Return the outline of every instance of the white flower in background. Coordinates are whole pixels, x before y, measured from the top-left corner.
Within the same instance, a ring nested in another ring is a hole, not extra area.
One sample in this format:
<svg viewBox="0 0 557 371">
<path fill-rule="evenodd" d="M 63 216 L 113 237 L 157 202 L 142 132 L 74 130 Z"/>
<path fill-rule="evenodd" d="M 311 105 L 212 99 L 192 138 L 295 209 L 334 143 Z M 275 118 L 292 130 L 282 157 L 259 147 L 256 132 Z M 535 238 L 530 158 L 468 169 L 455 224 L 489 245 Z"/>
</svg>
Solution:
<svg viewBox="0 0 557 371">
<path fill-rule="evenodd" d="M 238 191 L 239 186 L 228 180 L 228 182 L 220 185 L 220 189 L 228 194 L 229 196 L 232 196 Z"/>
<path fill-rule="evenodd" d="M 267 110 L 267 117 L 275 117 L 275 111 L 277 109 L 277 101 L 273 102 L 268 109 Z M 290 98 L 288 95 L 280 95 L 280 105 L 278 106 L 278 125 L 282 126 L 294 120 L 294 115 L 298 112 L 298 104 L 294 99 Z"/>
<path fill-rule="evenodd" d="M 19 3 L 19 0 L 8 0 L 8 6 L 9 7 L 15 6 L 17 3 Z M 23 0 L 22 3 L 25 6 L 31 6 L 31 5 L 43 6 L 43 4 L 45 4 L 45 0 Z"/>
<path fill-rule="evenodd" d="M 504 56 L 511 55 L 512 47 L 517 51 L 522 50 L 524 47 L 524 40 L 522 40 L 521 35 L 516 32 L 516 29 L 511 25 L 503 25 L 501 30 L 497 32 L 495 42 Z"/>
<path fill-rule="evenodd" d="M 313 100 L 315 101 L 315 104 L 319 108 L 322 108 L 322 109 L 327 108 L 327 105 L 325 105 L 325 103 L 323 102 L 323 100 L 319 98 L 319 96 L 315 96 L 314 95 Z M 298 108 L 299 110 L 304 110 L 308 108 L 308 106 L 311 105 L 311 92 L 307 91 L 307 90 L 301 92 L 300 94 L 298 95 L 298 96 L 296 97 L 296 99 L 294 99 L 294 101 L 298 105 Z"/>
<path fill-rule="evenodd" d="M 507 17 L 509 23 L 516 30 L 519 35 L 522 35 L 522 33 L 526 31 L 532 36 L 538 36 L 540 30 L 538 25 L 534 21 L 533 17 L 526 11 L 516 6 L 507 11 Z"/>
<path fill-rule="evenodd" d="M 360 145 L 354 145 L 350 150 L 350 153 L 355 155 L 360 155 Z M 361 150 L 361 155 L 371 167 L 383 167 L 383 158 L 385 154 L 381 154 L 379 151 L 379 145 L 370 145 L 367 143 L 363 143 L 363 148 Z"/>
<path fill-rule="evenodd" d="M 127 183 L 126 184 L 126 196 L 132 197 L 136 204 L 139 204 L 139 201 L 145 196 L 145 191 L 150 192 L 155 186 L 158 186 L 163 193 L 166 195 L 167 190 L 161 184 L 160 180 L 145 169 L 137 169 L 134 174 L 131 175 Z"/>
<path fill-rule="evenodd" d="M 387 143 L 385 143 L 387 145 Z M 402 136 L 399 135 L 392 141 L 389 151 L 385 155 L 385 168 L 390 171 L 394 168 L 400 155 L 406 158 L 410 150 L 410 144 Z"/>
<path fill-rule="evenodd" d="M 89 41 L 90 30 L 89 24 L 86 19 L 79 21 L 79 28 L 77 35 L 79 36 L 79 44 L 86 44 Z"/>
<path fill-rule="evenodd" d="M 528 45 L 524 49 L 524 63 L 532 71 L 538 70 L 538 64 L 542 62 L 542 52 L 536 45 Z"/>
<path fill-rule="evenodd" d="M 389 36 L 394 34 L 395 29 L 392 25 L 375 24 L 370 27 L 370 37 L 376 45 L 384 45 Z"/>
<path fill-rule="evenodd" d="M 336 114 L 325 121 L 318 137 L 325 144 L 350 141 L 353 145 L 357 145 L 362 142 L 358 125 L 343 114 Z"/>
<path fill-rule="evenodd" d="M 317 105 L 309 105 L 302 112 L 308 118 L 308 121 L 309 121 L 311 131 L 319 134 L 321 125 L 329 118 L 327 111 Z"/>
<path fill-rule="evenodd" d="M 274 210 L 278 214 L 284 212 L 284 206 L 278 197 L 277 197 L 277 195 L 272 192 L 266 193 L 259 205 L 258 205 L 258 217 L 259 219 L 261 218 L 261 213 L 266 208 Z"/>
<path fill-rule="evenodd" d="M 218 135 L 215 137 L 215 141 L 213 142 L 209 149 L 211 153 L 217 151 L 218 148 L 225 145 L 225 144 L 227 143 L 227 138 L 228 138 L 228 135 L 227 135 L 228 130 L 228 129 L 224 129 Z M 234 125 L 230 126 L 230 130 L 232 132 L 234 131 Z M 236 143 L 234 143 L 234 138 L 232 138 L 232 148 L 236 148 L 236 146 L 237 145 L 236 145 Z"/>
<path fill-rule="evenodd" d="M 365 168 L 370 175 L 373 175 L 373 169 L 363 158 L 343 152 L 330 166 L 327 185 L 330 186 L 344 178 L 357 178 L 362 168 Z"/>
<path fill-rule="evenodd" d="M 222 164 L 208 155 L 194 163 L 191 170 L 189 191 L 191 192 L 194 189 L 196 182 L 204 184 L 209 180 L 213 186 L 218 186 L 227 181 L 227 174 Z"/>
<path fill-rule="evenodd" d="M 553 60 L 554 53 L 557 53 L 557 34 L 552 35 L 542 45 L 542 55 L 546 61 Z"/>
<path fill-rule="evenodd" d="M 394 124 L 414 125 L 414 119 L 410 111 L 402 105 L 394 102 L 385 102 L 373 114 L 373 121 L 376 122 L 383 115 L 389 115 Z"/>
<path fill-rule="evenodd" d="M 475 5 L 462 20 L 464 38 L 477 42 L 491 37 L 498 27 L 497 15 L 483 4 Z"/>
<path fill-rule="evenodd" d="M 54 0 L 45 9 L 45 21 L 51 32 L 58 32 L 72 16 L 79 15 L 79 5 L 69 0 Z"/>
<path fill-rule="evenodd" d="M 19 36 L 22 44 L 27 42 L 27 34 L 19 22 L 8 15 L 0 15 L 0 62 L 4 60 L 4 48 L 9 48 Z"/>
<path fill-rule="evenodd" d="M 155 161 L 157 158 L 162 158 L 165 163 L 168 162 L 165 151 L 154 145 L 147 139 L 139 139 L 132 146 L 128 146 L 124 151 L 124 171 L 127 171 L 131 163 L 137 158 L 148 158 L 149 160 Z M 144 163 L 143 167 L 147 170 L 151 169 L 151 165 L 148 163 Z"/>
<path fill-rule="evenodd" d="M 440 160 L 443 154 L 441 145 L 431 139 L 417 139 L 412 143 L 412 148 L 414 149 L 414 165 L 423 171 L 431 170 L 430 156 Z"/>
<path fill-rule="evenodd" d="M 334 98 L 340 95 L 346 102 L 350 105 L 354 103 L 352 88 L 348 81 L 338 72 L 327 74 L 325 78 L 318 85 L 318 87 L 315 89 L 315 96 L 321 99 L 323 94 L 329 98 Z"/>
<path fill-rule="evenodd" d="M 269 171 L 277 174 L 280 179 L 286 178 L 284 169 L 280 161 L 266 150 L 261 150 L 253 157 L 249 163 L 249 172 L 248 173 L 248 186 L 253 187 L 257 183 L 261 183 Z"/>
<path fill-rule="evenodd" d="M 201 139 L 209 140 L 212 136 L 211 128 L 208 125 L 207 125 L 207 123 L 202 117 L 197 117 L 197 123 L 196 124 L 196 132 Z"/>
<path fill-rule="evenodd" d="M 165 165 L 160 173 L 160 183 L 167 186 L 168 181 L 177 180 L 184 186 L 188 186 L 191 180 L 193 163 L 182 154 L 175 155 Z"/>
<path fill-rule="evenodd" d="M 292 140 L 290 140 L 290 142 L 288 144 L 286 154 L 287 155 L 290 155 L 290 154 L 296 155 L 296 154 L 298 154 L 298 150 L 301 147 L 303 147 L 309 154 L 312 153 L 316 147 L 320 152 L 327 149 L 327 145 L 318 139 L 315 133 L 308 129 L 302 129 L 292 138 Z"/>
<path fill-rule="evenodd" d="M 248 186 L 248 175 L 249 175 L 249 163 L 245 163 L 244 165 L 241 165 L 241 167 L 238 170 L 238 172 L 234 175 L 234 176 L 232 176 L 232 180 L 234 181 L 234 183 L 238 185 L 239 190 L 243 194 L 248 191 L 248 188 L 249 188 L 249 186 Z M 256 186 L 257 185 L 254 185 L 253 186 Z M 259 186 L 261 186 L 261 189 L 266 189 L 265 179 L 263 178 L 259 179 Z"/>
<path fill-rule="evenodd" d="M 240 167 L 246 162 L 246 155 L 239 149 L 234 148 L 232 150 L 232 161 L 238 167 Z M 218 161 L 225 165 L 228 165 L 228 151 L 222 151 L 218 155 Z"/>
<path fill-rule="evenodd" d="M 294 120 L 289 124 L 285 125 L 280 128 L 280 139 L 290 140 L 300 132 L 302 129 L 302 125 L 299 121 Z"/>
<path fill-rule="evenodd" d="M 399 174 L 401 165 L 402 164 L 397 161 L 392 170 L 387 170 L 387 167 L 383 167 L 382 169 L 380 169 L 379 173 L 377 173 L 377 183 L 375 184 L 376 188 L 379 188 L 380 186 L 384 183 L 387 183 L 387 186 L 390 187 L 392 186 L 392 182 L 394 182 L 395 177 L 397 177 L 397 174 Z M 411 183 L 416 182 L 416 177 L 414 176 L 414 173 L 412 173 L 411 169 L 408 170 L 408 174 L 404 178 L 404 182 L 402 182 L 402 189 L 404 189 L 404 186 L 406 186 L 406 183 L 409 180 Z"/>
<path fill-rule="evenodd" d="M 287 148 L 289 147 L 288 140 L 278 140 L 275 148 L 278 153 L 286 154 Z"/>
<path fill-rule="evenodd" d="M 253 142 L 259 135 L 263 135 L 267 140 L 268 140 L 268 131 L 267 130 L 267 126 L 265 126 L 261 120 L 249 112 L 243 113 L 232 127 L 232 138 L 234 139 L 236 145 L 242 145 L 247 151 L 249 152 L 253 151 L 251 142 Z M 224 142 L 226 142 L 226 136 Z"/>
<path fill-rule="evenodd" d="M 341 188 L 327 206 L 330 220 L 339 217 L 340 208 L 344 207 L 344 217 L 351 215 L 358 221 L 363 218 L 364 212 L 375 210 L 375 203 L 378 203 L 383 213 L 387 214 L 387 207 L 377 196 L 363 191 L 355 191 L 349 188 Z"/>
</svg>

========

:: TASK GOAL ::
Echo back every line from the very first one down to the line containing "311 105 L 212", both included, with nothing altered.

:: RESULT FOR THIS TASK ::
Return the outline of every instance of the white flower in background. Coordinates are whole pixels, x before y, measured from the top-left corner.
Within the same instance, a ring nested in another ring is a hole, not extra area.
One sample in this format:
<svg viewBox="0 0 557 371">
<path fill-rule="evenodd" d="M 63 216 L 113 237 L 157 202 L 142 132 L 74 130 Z"/>
<path fill-rule="evenodd" d="M 311 105 L 212 99 L 192 138 L 295 209 L 334 143 Z M 275 118 L 292 130 L 282 157 L 259 147 L 256 132 Z M 535 238 L 530 158 L 468 169 L 455 224 L 489 245 Z"/>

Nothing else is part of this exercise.